▸ **Written request**
Copy out the listing from the line holding "A single point marks each instance of the teeth, shaped" through the line holding "<point>320,231</point>", both included, and keep the requests in place. Add -116 to each coordinate in the reported points, but leave the requests and their sample points unchanged.
──────── Extracted records ────────
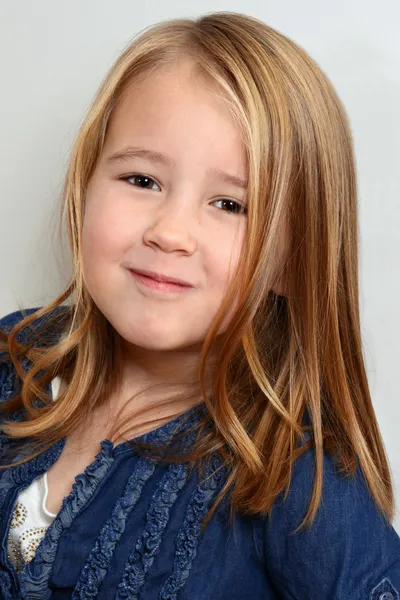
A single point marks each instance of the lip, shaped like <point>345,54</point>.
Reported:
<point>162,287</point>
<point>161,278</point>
────────
──────── Extracted records ────────
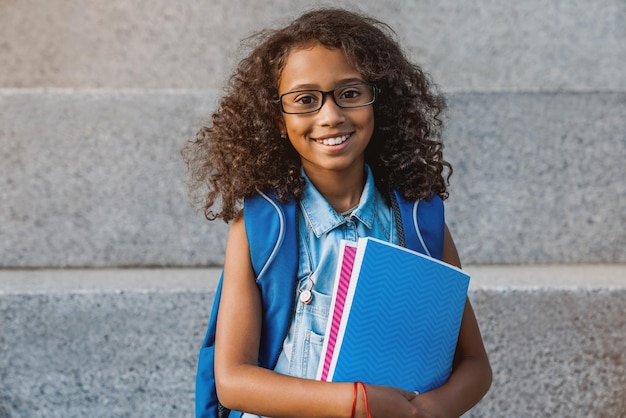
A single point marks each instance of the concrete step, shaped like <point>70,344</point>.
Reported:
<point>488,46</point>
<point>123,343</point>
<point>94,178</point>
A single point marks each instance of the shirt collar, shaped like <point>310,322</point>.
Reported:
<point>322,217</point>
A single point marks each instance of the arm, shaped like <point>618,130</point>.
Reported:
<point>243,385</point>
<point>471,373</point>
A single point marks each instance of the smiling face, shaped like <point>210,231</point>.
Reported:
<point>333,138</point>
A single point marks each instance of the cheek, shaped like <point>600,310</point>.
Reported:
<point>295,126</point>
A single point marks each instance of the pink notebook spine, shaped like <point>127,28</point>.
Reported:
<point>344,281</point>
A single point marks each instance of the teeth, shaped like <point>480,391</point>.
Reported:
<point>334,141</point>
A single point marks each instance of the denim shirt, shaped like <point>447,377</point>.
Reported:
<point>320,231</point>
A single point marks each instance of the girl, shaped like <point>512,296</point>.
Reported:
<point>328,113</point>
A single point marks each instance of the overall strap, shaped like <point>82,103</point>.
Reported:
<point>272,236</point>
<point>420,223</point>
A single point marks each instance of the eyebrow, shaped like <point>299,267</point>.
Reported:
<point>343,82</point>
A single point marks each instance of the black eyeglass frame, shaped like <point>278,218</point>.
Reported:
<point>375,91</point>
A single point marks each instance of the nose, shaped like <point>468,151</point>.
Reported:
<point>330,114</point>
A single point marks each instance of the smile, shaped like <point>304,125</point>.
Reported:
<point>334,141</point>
────────
▸ **Solution**
A single point marks each instance of the teeth, shaped like <point>480,391</point>.
Reported:
<point>218,25</point>
A single point marks each instance of the denim shirt, shaped like <point>447,377</point>.
Reported:
<point>204,115</point>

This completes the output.